** Provided data follows **

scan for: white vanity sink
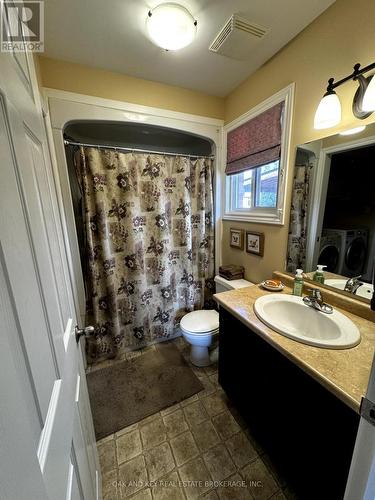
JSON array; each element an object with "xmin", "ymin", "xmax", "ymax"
[
  {"xmin": 325, "ymin": 279, "xmax": 374, "ymax": 300},
  {"xmin": 254, "ymin": 294, "xmax": 360, "ymax": 349}
]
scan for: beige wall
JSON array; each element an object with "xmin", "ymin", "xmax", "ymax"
[
  {"xmin": 222, "ymin": 0, "xmax": 375, "ymax": 283},
  {"xmin": 38, "ymin": 56, "xmax": 224, "ymax": 119}
]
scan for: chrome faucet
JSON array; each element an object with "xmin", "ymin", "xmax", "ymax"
[
  {"xmin": 344, "ymin": 276, "xmax": 364, "ymax": 295},
  {"xmin": 303, "ymin": 289, "xmax": 333, "ymax": 314}
]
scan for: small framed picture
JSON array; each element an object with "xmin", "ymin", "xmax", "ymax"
[
  {"xmin": 229, "ymin": 228, "xmax": 244, "ymax": 249},
  {"xmin": 246, "ymin": 231, "xmax": 264, "ymax": 256}
]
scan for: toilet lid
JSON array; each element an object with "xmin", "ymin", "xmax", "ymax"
[{"xmin": 180, "ymin": 310, "xmax": 219, "ymax": 334}]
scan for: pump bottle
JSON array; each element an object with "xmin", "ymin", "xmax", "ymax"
[
  {"xmin": 293, "ymin": 269, "xmax": 304, "ymax": 297},
  {"xmin": 313, "ymin": 265, "xmax": 327, "ymax": 284}
]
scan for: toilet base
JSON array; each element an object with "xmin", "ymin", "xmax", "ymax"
[{"xmin": 190, "ymin": 345, "xmax": 211, "ymax": 367}]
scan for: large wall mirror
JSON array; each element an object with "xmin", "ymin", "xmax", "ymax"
[{"xmin": 286, "ymin": 123, "xmax": 375, "ymax": 304}]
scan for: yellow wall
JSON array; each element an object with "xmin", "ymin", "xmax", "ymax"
[
  {"xmin": 222, "ymin": 0, "xmax": 375, "ymax": 283},
  {"xmin": 38, "ymin": 56, "xmax": 224, "ymax": 120}
]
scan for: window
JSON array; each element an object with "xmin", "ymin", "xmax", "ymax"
[
  {"xmin": 223, "ymin": 84, "xmax": 294, "ymax": 225},
  {"xmin": 229, "ymin": 160, "xmax": 280, "ymax": 211}
]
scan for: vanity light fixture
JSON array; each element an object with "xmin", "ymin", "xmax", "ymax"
[
  {"xmin": 147, "ymin": 3, "xmax": 197, "ymax": 51},
  {"xmin": 314, "ymin": 88, "xmax": 341, "ymax": 130},
  {"xmin": 339, "ymin": 126, "xmax": 366, "ymax": 136},
  {"xmin": 314, "ymin": 62, "xmax": 375, "ymax": 130},
  {"xmin": 362, "ymin": 75, "xmax": 375, "ymax": 112}
]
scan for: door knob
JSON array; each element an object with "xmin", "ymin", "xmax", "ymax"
[{"xmin": 75, "ymin": 325, "xmax": 95, "ymax": 344}]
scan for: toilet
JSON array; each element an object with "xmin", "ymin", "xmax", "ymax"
[{"xmin": 180, "ymin": 275, "xmax": 254, "ymax": 367}]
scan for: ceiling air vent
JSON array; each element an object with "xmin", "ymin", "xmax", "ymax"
[{"xmin": 209, "ymin": 14, "xmax": 269, "ymax": 60}]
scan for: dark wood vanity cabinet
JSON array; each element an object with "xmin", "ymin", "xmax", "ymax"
[{"xmin": 218, "ymin": 308, "xmax": 360, "ymax": 500}]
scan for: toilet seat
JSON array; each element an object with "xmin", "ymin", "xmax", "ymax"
[
  {"xmin": 180, "ymin": 310, "xmax": 219, "ymax": 334},
  {"xmin": 182, "ymin": 328, "xmax": 219, "ymax": 336}
]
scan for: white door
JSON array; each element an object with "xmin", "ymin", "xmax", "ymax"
[
  {"xmin": 344, "ymin": 352, "xmax": 375, "ymax": 499},
  {"xmin": 0, "ymin": 12, "xmax": 100, "ymax": 500}
]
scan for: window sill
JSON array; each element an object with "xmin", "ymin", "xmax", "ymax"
[{"xmin": 222, "ymin": 210, "xmax": 284, "ymax": 226}]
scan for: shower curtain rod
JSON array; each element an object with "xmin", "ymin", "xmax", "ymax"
[{"xmin": 63, "ymin": 139, "xmax": 214, "ymax": 159}]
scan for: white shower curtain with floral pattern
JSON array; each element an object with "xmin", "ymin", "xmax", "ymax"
[{"xmin": 77, "ymin": 147, "xmax": 215, "ymax": 363}]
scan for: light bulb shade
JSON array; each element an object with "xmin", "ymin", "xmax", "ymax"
[
  {"xmin": 362, "ymin": 75, "xmax": 375, "ymax": 112},
  {"xmin": 314, "ymin": 92, "xmax": 342, "ymax": 130},
  {"xmin": 147, "ymin": 3, "xmax": 197, "ymax": 51}
]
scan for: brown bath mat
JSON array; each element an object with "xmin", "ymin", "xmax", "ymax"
[{"xmin": 87, "ymin": 342, "xmax": 203, "ymax": 440}]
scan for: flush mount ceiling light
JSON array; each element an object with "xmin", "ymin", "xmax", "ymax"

** End of Provided data **

§ **Exercise goal**
Please return the lines above that run from the line containing "scan for: window sill" to the line containing "scan for: light bulb shade", inclusive, exactly and with no other lines.

§ **Your response**
scan for: window sill
JSON array; each element an object with "xmin", "ymin", "xmax", "ymax"
[{"xmin": 222, "ymin": 210, "xmax": 284, "ymax": 226}]
scan for: shower curtain rod
JSON array; each element an object with "xmin", "ymin", "xmax", "ymax"
[{"xmin": 63, "ymin": 139, "xmax": 214, "ymax": 159}]
scan for: white shower curtain with floral pattern
JSON array; each element an object with "xmin", "ymin", "xmax", "ymax"
[{"xmin": 77, "ymin": 147, "xmax": 215, "ymax": 363}]
scan for: light bulb shade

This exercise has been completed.